What is expected =>
Repeat the lines below word for word, leaving out the pictures.

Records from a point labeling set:
━━━━━━━━━━━━━━━━

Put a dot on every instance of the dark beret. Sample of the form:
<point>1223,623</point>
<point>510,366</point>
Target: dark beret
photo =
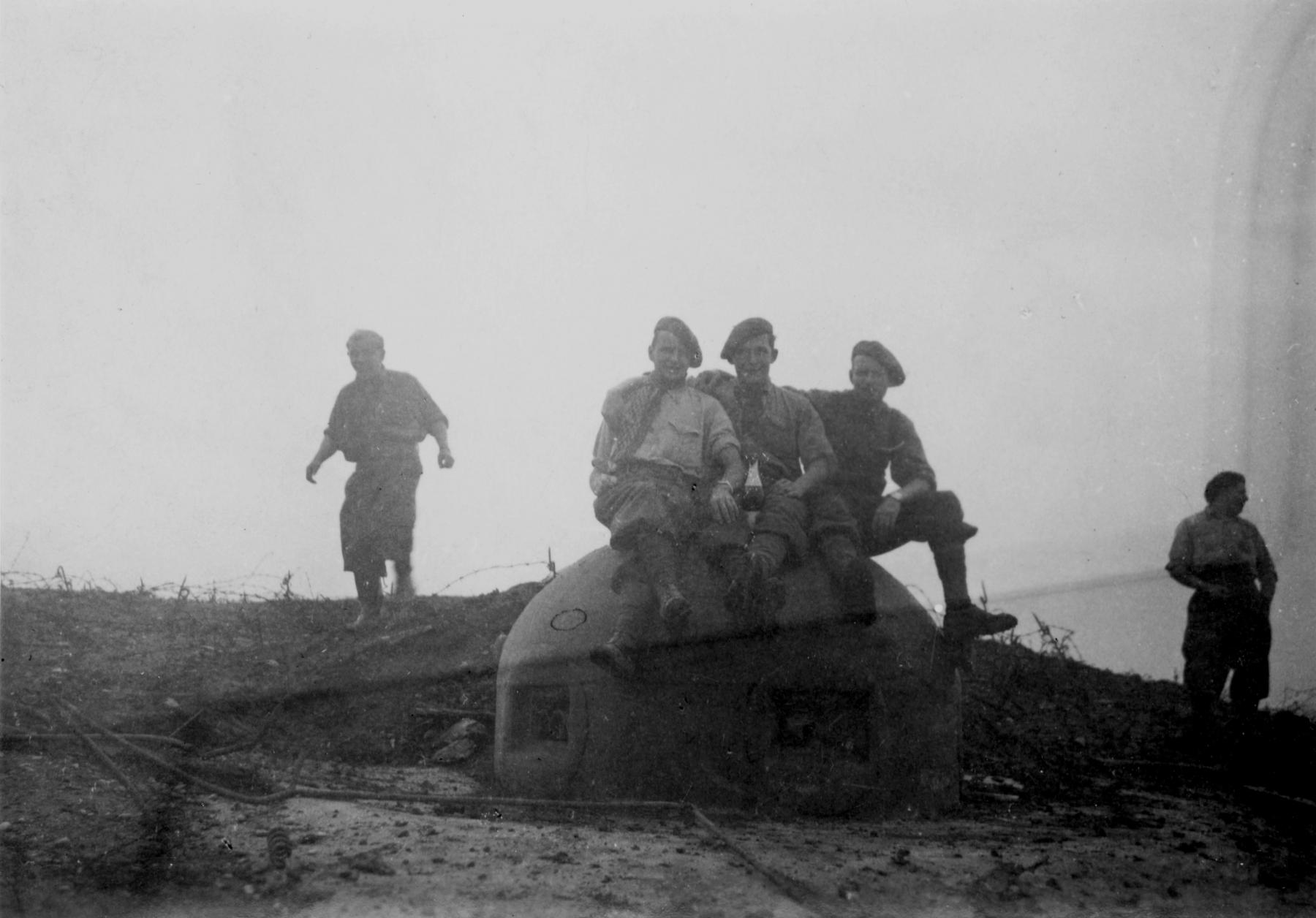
<point>366,338</point>
<point>750,327</point>
<point>1222,483</point>
<point>684,334</point>
<point>895,373</point>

━━━━━━━━━━━━━━━━

Answer to the problem =>
Put a dot on every instance of the dark beret. Sample of the form:
<point>1223,623</point>
<point>510,366</point>
Target: dark beret
photo =
<point>366,338</point>
<point>750,327</point>
<point>1222,483</point>
<point>684,334</point>
<point>895,373</point>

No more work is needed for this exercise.